_PROVIDED ENTRIES_.
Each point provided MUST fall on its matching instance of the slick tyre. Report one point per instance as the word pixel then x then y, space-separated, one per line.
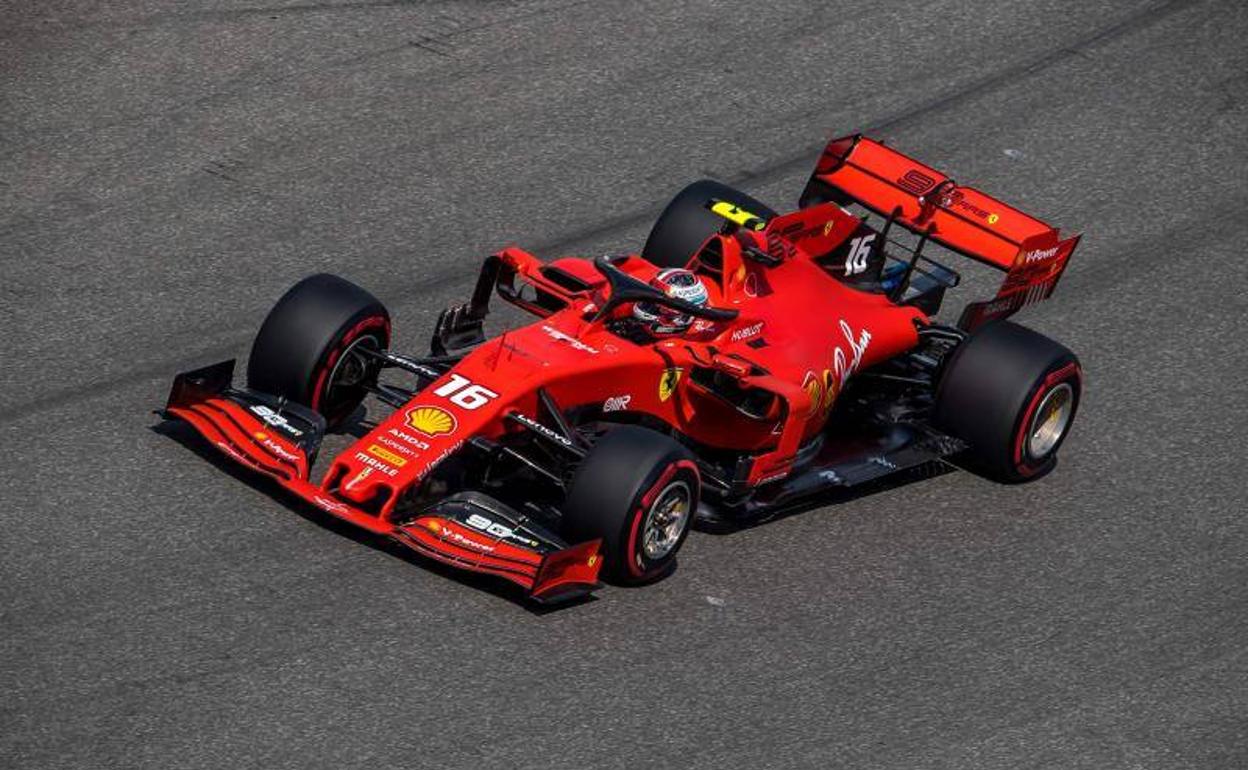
pixel 688 221
pixel 638 491
pixel 1012 394
pixel 308 348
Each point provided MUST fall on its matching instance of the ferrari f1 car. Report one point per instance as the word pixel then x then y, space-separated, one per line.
pixel 744 361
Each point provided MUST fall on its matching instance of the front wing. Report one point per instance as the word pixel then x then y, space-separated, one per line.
pixel 472 532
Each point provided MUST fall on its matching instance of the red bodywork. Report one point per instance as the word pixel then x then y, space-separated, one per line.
pixel 800 335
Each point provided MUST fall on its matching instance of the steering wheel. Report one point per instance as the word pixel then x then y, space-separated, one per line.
pixel 624 288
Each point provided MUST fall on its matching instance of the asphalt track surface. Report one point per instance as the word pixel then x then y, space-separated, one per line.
pixel 167 170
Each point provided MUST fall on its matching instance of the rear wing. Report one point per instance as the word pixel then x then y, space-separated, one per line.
pixel 864 171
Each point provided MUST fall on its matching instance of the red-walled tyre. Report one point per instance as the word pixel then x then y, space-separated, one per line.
pixel 1012 394
pixel 308 348
pixel 688 221
pixel 638 491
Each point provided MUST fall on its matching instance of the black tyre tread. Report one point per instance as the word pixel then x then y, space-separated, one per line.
pixel 685 222
pixel 600 498
pixel 301 331
pixel 985 386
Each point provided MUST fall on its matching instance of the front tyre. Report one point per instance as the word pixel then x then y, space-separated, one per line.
pixel 1012 394
pixel 310 348
pixel 638 491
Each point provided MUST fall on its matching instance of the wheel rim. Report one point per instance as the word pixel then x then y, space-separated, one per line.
pixel 1050 422
pixel 667 521
pixel 350 373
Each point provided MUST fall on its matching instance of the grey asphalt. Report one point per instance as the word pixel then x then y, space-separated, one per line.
pixel 166 170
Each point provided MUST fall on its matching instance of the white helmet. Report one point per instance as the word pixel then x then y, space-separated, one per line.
pixel 674 282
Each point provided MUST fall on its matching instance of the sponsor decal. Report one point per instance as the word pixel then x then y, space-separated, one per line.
pixel 397 446
pixel 957 199
pixel 668 382
pixel 375 463
pixel 432 421
pixel 565 337
pixel 275 419
pixel 915 181
pixel 478 522
pixel 272 446
pixel 617 403
pixel 532 424
pixel 447 533
pixel 363 473
pixel 814 388
pixel 746 332
pixel 407 437
pixel 386 454
pixel 1038 255
pixel 845 365
pixel 830 391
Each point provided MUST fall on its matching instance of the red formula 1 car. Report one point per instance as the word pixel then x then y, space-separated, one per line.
pixel 743 361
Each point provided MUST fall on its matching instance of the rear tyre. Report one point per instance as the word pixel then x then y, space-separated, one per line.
pixel 1011 393
pixel 308 348
pixel 638 491
pixel 687 222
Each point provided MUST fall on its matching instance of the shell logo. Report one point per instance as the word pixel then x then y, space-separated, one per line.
pixel 432 421
pixel 815 389
pixel 830 386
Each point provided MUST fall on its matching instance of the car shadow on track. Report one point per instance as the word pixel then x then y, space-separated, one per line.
pixel 186 436
pixel 834 497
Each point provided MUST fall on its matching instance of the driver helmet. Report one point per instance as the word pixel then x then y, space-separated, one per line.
pixel 674 282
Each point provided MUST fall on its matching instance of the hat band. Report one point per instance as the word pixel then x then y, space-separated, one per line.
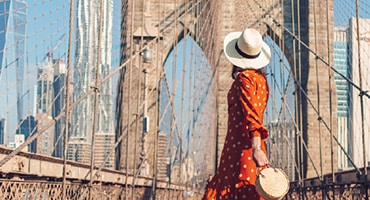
pixel 244 54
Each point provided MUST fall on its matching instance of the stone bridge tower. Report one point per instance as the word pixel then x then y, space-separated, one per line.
pixel 291 26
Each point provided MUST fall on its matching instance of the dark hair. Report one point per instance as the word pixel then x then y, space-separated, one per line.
pixel 237 69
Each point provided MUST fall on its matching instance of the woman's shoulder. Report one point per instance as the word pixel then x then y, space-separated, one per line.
pixel 248 73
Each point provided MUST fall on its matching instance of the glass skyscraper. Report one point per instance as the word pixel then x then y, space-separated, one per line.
pixel 85 69
pixel 12 57
pixel 341 64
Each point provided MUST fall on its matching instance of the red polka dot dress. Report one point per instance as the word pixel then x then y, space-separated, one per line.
pixel 237 172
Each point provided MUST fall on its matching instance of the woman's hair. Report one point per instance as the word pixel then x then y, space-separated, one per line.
pixel 237 69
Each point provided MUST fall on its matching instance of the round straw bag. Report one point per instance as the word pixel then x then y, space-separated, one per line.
pixel 272 184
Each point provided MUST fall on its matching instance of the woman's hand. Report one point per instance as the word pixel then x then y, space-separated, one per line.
pixel 258 155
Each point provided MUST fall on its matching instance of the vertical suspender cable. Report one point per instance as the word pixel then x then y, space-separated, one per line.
pixel 128 130
pixel 361 86
pixel 330 90
pixel 361 93
pixel 69 71
pixel 317 85
pixel 299 107
pixel 138 113
pixel 96 97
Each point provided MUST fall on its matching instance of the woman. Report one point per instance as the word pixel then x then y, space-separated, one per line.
pixel 244 152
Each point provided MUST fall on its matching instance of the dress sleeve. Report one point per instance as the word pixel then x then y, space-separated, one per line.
pixel 252 106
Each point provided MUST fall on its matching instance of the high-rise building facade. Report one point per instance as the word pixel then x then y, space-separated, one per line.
pixel 360 72
pixel 59 86
pixel 87 66
pixel 2 128
pixel 12 61
pixel 282 146
pixel 341 64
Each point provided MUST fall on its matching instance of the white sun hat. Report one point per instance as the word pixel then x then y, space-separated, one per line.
pixel 247 49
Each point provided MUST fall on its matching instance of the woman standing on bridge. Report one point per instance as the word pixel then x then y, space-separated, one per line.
pixel 244 152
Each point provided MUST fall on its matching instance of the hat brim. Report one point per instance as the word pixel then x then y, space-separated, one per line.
pixel 246 63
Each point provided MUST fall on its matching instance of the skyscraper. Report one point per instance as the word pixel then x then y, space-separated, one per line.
pixel 341 64
pixel 59 86
pixel 12 51
pixel 360 72
pixel 86 67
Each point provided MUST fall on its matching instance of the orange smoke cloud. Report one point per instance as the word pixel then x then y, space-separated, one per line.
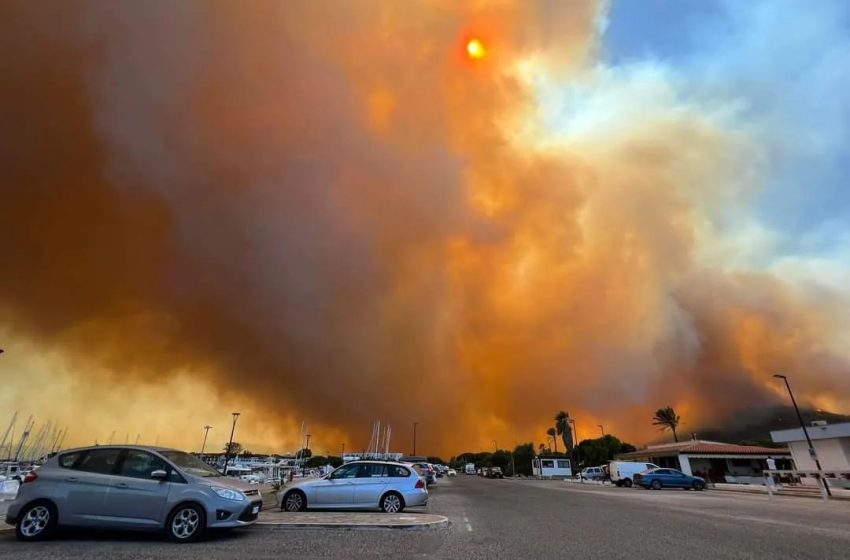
pixel 332 214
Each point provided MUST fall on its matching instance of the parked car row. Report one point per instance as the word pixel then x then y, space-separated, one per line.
pixel 646 475
pixel 491 472
pixel 159 489
pixel 370 485
pixel 131 487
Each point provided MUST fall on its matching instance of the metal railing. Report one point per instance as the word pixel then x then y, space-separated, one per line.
pixel 791 478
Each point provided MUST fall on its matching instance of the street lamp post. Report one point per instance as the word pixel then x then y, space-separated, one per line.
pixel 575 432
pixel 414 437
pixel 230 444
pixel 204 445
pixel 812 453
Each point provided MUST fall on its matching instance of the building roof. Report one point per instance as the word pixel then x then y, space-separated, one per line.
pixel 703 448
pixel 828 431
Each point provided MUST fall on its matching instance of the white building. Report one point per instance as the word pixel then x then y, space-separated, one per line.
pixel 555 466
pixel 831 443
pixel 715 461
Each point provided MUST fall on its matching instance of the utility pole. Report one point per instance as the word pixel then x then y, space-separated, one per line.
pixel 230 444
pixel 204 445
pixel 414 437
pixel 812 453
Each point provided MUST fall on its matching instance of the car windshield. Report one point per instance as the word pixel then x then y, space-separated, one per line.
pixel 190 464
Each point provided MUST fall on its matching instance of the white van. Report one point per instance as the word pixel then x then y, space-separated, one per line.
pixel 622 472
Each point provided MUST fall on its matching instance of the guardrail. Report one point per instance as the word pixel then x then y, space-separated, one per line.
pixel 791 478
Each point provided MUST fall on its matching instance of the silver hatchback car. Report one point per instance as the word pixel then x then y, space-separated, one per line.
pixel 131 487
pixel 382 485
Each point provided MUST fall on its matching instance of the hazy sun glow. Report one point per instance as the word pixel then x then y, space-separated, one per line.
pixel 475 49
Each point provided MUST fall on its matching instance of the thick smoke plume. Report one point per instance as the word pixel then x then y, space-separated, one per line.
pixel 326 210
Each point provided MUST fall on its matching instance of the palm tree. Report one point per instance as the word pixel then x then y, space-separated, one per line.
pixel 552 433
pixel 667 419
pixel 562 426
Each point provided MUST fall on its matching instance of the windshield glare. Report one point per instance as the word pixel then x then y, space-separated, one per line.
pixel 190 464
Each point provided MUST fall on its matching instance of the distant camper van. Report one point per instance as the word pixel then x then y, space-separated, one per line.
pixel 551 467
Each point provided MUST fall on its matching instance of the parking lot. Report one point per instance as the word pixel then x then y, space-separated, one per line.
pixel 521 519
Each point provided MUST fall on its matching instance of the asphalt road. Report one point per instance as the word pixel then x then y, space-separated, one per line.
pixel 524 519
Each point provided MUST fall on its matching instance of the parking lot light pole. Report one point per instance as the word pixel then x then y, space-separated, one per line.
pixel 812 453
pixel 204 445
pixel 575 432
pixel 230 444
pixel 414 437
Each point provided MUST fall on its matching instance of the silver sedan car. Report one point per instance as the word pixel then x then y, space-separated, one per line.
pixel 130 487
pixel 372 485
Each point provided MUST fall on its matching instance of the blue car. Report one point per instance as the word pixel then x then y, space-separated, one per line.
pixel 668 478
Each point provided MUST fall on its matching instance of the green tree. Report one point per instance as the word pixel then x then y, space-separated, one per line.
pixel 553 433
pixel 562 426
pixel 667 419
pixel 233 449
pixel 595 452
pixel 304 453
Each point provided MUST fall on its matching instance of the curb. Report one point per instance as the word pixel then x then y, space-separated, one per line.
pixel 439 522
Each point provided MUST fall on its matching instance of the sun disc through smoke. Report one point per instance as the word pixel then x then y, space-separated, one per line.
pixel 475 49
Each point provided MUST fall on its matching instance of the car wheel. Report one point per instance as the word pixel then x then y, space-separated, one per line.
pixel 186 523
pixel 37 521
pixel 392 502
pixel 294 501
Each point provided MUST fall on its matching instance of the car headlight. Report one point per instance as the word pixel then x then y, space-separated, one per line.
pixel 229 494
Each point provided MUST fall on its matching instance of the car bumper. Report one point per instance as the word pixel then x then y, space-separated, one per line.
pixel 417 498
pixel 12 513
pixel 236 515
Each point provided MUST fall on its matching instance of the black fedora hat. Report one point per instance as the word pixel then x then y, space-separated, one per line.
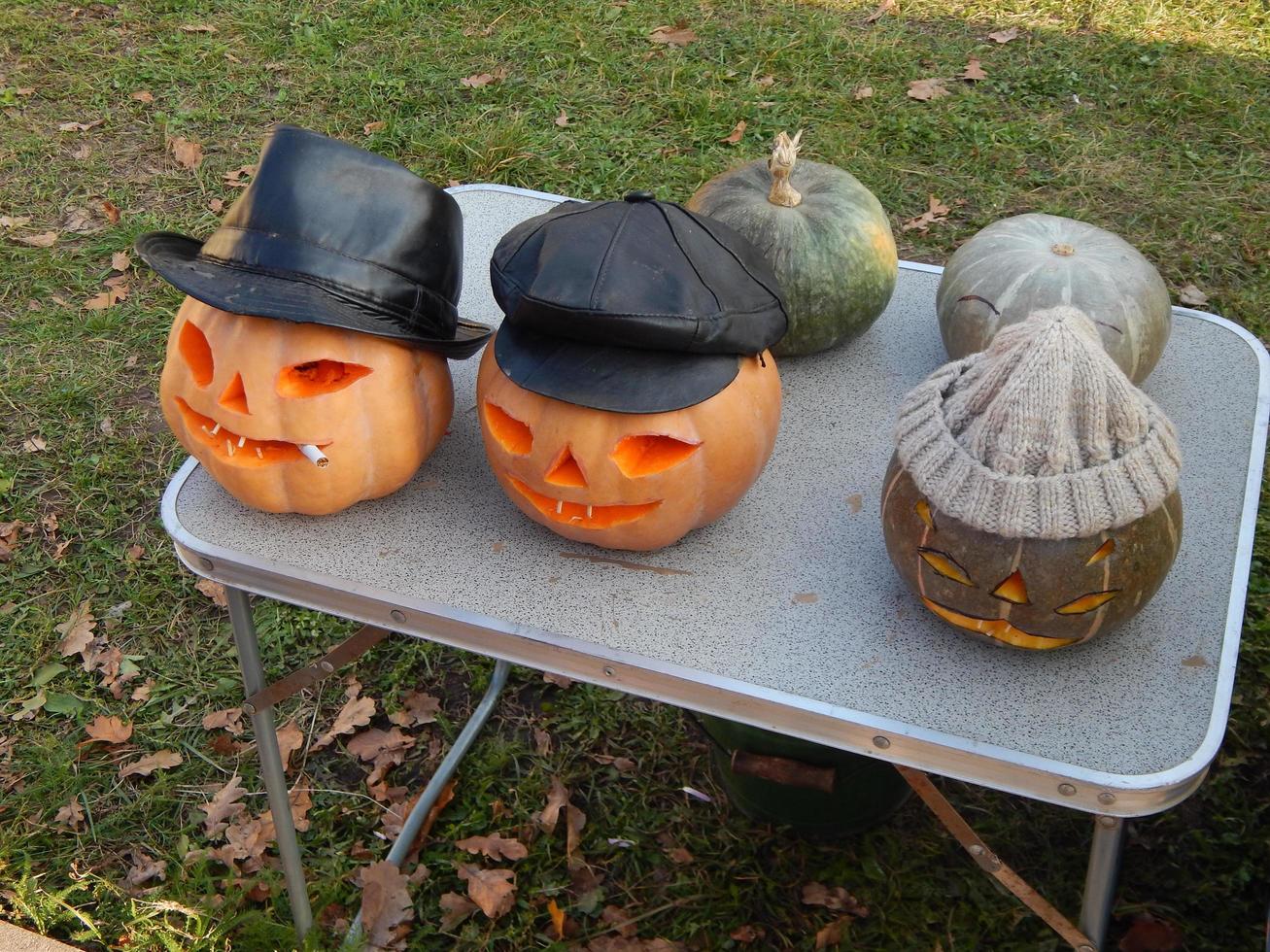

_REQUIRED TASK_. Lay out the lines from the one containing "the parking lot." through the one containing "pixel 294 501" as a numbered list, leaving out any blank lines.

_FULL OUTPUT_.
1. Each point provided MUST fall on its matching instance of the parking lot. Report one point per instance as the word pixel then x then y, space-separated, one per line.
2. pixel 521 519
3. Each point provided MUST fall on its matching instance of the asphalt road. Report one point per instance as the word pixel then x then y, space-separated, one per line.
4. pixel 524 519
5. Each point provided MUST fall on its matching instance of the parking lot light pole. Report one point per instance as the word pixel then x then y, space-separated, one per line.
6. pixel 812 453
7. pixel 204 445
8. pixel 575 432
9. pixel 230 444
10. pixel 414 437
11. Each point provided MUST fall on its matching instance of the silver sedan car. Report one point per instance as the word pixel then x then y, space-separated, one per line.
12. pixel 130 487
13. pixel 372 485
14. Each point provided MUST fall on its matching instance of the blue car. Report one point per instance as the word pixel then x then y, space-separated, one per line.
15. pixel 668 478
16. Each point provided MUST fall on its matching instance of the green tree. Report one point per instance as the word pixel then x then y, space-separated, one per line.
17. pixel 553 433
18. pixel 562 426
19. pixel 667 419
20. pixel 233 449
21. pixel 595 452
22. pixel 304 453
23. Each point provided MUST fall on its matching instance of the curb. Report one point per instance as the word pixel then x then y, space-separated, one per line.
24. pixel 439 522
25. Each point provided MUST fall on its matching instance of the sun disc through smoke. Report one point per instance as the word pixel then x then y, space-separated, one per line.
26. pixel 475 49
27. Each point provided MUST fall on its matching instance of the car wheel. Report one point per instance as the word pixel then x then y, space-separated, one per line.
28. pixel 186 523
29. pixel 37 521
30. pixel 392 502
31. pixel 294 501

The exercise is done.